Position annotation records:
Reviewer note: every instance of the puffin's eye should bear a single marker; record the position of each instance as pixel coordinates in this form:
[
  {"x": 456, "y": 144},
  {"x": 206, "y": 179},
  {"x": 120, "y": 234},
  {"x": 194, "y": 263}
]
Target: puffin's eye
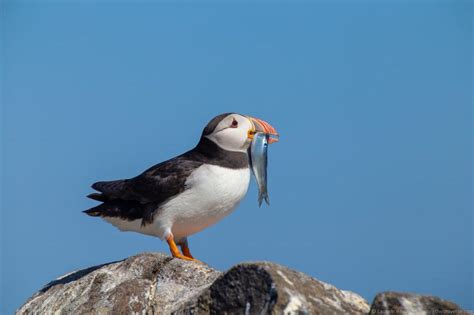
[{"x": 234, "y": 124}]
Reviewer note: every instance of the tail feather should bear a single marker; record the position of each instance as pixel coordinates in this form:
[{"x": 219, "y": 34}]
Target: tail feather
[
  {"x": 128, "y": 210},
  {"x": 110, "y": 189},
  {"x": 98, "y": 197}
]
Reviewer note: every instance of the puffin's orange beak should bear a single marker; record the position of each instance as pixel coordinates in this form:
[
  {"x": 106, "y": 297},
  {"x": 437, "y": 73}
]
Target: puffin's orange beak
[{"x": 259, "y": 125}]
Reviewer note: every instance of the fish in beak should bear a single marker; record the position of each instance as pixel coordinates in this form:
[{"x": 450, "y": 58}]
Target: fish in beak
[
  {"x": 261, "y": 134},
  {"x": 262, "y": 126}
]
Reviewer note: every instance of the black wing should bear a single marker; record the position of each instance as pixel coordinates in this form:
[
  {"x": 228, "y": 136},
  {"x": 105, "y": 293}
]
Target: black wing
[{"x": 140, "y": 196}]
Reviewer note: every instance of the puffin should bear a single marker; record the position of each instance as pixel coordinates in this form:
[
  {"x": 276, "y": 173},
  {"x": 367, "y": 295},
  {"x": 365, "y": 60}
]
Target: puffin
[{"x": 188, "y": 193}]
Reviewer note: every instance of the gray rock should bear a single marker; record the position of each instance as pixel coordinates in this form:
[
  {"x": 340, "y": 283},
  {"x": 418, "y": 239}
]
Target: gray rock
[
  {"x": 153, "y": 283},
  {"x": 387, "y": 303}
]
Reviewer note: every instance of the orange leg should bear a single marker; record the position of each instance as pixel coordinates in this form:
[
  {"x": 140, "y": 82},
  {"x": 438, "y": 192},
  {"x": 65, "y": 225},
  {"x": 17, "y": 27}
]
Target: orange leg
[
  {"x": 185, "y": 249},
  {"x": 175, "y": 251}
]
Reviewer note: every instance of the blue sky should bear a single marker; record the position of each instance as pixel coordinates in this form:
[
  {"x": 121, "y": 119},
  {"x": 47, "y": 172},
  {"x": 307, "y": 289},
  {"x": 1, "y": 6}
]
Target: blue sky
[{"x": 370, "y": 185}]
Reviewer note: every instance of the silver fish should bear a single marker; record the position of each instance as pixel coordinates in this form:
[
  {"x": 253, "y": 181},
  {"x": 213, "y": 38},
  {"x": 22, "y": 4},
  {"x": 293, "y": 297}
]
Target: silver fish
[{"x": 258, "y": 162}]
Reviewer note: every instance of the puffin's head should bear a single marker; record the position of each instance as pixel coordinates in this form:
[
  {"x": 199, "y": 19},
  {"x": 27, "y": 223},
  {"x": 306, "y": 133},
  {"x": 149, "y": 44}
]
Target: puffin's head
[{"x": 234, "y": 132}]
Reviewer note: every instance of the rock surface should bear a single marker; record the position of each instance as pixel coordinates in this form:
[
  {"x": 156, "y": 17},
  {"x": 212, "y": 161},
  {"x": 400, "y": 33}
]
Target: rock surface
[
  {"x": 154, "y": 283},
  {"x": 406, "y": 303}
]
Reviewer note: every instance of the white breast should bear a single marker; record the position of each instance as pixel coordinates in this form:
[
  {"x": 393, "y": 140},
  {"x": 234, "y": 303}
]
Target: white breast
[{"x": 212, "y": 193}]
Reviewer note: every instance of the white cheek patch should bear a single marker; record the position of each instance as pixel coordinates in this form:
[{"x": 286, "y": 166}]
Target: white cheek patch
[{"x": 230, "y": 139}]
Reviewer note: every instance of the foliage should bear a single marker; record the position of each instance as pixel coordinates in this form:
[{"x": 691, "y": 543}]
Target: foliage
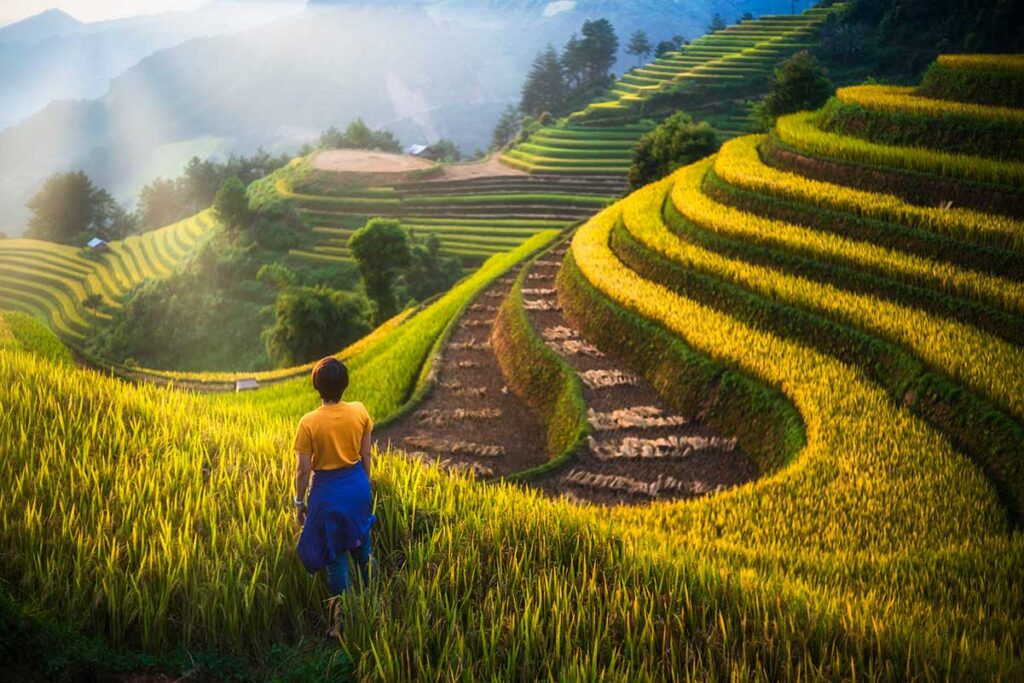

▶ [WHAT TO WORK ON]:
Recast every line of the entries above as a Markdown table with the columns "Index" and "Text", numbering the rows in order and omitting blank lines. Exclude the pictures from the table.

▶ [SOLUTION FOR THIS TASK]:
| Index | Text |
|---|---|
| 1 | Reviewer note: every instance of the puffin's eye should bear a single marker; record the position of each instance as pixel coordinates in this form: |
| 2 | [ |
| 3 |   {"x": 456, "y": 144}, |
| 4 |   {"x": 206, "y": 179}, |
| 5 |   {"x": 120, "y": 234}, |
| 6 |   {"x": 194, "y": 263} |
| 7 | ] |
| 8 | Target: puffin's eye |
| 9 | [{"x": 234, "y": 124}] |
| 10 | Reviewer note: every instance of the tail feather should bear a single marker; record the position of each instance as pixel coordinates in this form: |
| 11 | [{"x": 219, "y": 34}] |
| 12 | Target: tail feather |
| 13 | [ |
| 14 |   {"x": 128, "y": 210}, |
| 15 |   {"x": 110, "y": 189}, |
| 16 |   {"x": 98, "y": 197} |
| 17 | ] |
| 18 | Reviewer note: every instance of the puffin's orange beak should bear a single marker; record the position of each instance as pixel coordinates in this form: |
| 19 | [ |
| 20 |   {"x": 106, "y": 297}, |
| 21 |   {"x": 437, "y": 73} |
| 22 | ] |
| 23 | Target: puffin's orange beak |
| 24 | [{"x": 259, "y": 125}] |
| 25 | Reviewer note: every instance of the fish in beak should bear a single marker; record the position of each instance as pixel coordinates in this form: |
| 26 | [{"x": 450, "y": 58}] |
| 27 | Target: fish in beak |
| 28 | [ |
| 29 |   {"x": 261, "y": 134}, |
| 30 |   {"x": 262, "y": 126} |
| 31 | ] |
| 32 | Reviewer note: every instance of the black wing should bear a single marker; record the position of each instance as pixel coordinates in this form: |
| 33 | [ |
| 34 |   {"x": 228, "y": 136}, |
| 35 |   {"x": 105, "y": 293} |
| 36 | ] |
| 37 | Target: black wing |
| 38 | [{"x": 140, "y": 196}] |
| 39 | Reviewer note: every instance of the puffin should bear a single marker; record the position of each instance as pixel coordinates in this form: |
| 40 | [ |
| 41 |   {"x": 276, "y": 173}, |
| 42 |   {"x": 367, "y": 295}, |
| 43 |   {"x": 365, "y": 60} |
| 44 | ] |
| 45 | Target: puffin |
| 46 | [{"x": 188, "y": 193}] |
| 47 | Reviewer note: every instance of the gray rock should bear a single marker; record the position of each instance as pixel coordinates in this form: |
| 48 | [ |
| 49 |   {"x": 340, "y": 283}, |
| 50 |   {"x": 418, "y": 239} |
| 51 | ] |
| 52 | Target: gray rock |
| 53 | [ |
| 54 |   {"x": 153, "y": 283}, |
| 55 |   {"x": 387, "y": 303} |
| 56 | ] |
| 57 | Reviewer note: every instance of the orange leg should bear a single marker; record the position of each instance as pixel coordinates in this form: |
| 58 | [ |
| 59 |   {"x": 140, "y": 82}, |
| 60 |   {"x": 438, "y": 192}, |
| 61 |   {"x": 65, "y": 225}, |
| 62 |   {"x": 17, "y": 27} |
| 63 | ] |
| 64 | Target: orange leg |
| 65 | [ |
| 66 |   {"x": 185, "y": 249}, |
| 67 |   {"x": 175, "y": 251} |
| 68 | ] |
| 69 | Reviewer note: every instance of the blue sky should bear a single marker; record the position of each instance as pixel coordinates in this form: |
| 70 | [ |
| 71 |   {"x": 121, "y": 119}, |
| 72 |   {"x": 47, "y": 172}, |
| 73 |   {"x": 307, "y": 289}, |
| 74 |   {"x": 1, "y": 6} |
| 75 | ] |
| 76 | Target: blue sky |
| 77 | [{"x": 370, "y": 185}] |
| 78 | Reviewer note: every instance of the silver fish should bear a single marker; record the position of each instance as pixel coordinates in this form: |
| 79 | [ |
| 80 |   {"x": 253, "y": 181}, |
| 81 |   {"x": 213, "y": 38}, |
| 82 |   {"x": 22, "y": 4}, |
| 83 |   {"x": 293, "y": 297} |
| 84 | ] |
| 85 | Target: silver fish |
| 86 | [{"x": 258, "y": 162}] |
| 87 | Reviewer note: every instance of the puffin's head should bear a single marker; record the position of each instance as pixel coordinates in this form: |
| 88 | [ |
| 89 |   {"x": 199, "y": 19}, |
| 90 |   {"x": 27, "y": 223}, |
| 91 |   {"x": 306, "y": 133}, |
| 92 |   {"x": 149, "y": 44} |
| 93 | ] |
| 94 | Target: puffin's head |
| 95 | [{"x": 234, "y": 132}] |
| 96 | Reviewer note: every instance of the rock surface should bear a single marker; record the position of each instance as pixel coordinates in this form: |
| 97 | [ |
| 98 |   {"x": 156, "y": 17}, |
| 99 |   {"x": 212, "y": 161}, |
| 100 |   {"x": 400, "y": 33} |
| 101 | ] |
| 102 | Target: rock surface |
| 103 | [ |
| 104 |   {"x": 154, "y": 283}, |
| 105 |   {"x": 406, "y": 303} |
| 106 | ] |
| 107 | Reviewer note: every instance of the white breast should bear a single marker; record the position of each instance as pixel coordinates in this form: |
| 108 | [ |
| 109 |   {"x": 393, "y": 140}, |
| 110 |   {"x": 234, "y": 303} |
| 111 | ] |
| 112 | Target: white breast |
| 113 | [{"x": 212, "y": 193}] |
| 114 | Reviewer note: every instance of the white cheek patch should bear a single marker; record the position of each instance as pixel coordinates in this form: |
| 115 | [{"x": 286, "y": 166}] |
| 116 | Target: white cheek patch |
| 117 | [{"x": 230, "y": 139}] |
| 118 | Reviewer note: every instance of the foliage should bear a single marker; record the position of each instance as pixel coordinates in this form: |
| 119 | [{"x": 691, "y": 543}] |
| 120 | Target: foliage |